Problem description:
Can you quote all of the material below word for word, keeping every line in its original order?

Available records:
+ + +

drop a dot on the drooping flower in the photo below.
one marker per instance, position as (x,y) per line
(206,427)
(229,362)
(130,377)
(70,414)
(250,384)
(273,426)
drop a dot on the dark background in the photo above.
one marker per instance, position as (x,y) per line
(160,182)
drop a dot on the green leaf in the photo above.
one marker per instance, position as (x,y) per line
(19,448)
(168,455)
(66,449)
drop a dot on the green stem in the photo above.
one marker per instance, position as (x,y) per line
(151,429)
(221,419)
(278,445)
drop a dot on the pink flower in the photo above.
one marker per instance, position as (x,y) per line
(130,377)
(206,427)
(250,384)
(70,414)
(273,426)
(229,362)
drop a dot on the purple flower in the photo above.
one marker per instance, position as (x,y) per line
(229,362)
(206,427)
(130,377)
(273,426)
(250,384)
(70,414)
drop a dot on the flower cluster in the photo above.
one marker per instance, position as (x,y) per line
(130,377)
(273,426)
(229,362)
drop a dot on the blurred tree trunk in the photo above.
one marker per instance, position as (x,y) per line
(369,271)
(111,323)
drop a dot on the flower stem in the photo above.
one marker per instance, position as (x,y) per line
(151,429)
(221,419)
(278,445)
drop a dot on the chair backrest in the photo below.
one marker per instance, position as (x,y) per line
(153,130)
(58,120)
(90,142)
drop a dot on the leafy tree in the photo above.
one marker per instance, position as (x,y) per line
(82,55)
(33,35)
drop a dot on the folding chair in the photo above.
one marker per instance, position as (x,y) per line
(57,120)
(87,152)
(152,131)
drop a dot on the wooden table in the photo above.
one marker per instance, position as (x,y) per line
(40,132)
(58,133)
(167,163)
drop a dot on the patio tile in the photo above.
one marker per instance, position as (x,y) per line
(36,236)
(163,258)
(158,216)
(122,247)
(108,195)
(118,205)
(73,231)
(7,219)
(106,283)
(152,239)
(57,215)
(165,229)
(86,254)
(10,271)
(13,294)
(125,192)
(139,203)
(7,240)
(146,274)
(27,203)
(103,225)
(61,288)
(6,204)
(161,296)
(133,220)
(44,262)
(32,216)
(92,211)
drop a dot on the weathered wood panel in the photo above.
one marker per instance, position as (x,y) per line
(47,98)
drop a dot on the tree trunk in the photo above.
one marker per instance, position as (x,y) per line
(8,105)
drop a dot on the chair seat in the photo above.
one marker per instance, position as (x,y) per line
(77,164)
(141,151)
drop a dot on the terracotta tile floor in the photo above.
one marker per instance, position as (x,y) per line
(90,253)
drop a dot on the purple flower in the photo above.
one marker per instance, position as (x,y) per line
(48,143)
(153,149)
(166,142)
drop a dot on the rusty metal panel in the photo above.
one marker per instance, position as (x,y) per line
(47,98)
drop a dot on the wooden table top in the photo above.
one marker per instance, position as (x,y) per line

+ + +

Finished answer:
drop a dot on the drooping flower in the photo below.
one marker per instance, position as (x,y) per line
(206,427)
(229,362)
(130,377)
(70,414)
(250,384)
(273,426)
drop a dot on the dark background in the photo above.
one marker per instance, position as (x,y) per line
(160,182)
drop a dot on the green leaf in the photo above.
one marker per instance, position as (x,y) per line
(19,448)
(168,455)
(66,449)
drop a dot on the green stem in the photo above.
one marker per instance, position as (x,y) per line
(151,429)
(221,419)
(278,445)
drop a dot on the pink flower in the photo above.
one marker per instance, position as (x,y) per line
(130,377)
(206,427)
(250,384)
(70,414)
(273,426)
(229,362)
drop a dot on the purple flower in the photo above.
one marker per instance, position as (x,y) per line
(229,362)
(206,427)
(130,377)
(273,426)
(250,384)
(70,414)
drop a dot on the flower cluster in the photo above.
one marker per instance, position as (x,y) per line
(130,377)
(273,426)
(229,362)
drop a dot on the blurred tree trunk in the photo above.
one marker per instance, position as (x,y) per line
(369,271)
(111,323)
drop a dot on the flower stem in the photo above.
one marker per instance, position as (x,y) per line
(151,429)
(221,419)
(278,445)
drop a dot on the chair backrest in the photo below.
one marker per instance, position as (x,y) per line
(153,130)
(58,120)
(90,142)
drop a dot on the leafy tree in the photo above.
one marker per instance, position as (x,y) per line
(82,55)
(33,35)
drop a dot on the folding chair in the photo above.
one marker per instance, position as (x,y) per line
(57,120)
(87,152)
(152,131)
drop a dot on the wooden table in the photo above.
one marker per instance, position as (x,y) per line
(40,132)
(58,133)
(167,163)
drop a dot on the patio tile in the photo above.
one marker per instance, position as (x,y) per line
(36,236)
(163,258)
(158,216)
(122,247)
(108,195)
(118,205)
(73,231)
(7,219)
(106,283)
(152,239)
(57,215)
(165,229)
(86,254)
(10,271)
(13,294)
(125,192)
(139,203)
(7,240)
(146,274)
(27,203)
(103,225)
(61,288)
(6,204)
(161,296)
(133,220)
(44,262)
(32,216)
(92,211)
drop a dot on the weathered wood panel in the photo above.
one marker per instance, position as (x,y) per line
(47,98)
drop a dot on the tree trunk in the photo above.
one marker per instance, position as (x,y) per line
(8,105)
drop a dot on the chair seat in the photo above.
one marker per instance, position as (x,y) per line
(77,164)
(141,151)
drop a dot on the terracotta tile floor in the photo above.
one marker per instance, position as (x,y) per line
(90,253)
drop a dot on the purple flower in the photo above.
one marker per instance, position as (x,y) per line
(48,143)
(153,149)
(166,142)
drop a dot on the rusty metal panel in the photo above.
one marker per instance, position as (x,y) per line
(47,98)
drop a dot on the wooden table top in the photo above.
one marker per instance, position as (x,y) per line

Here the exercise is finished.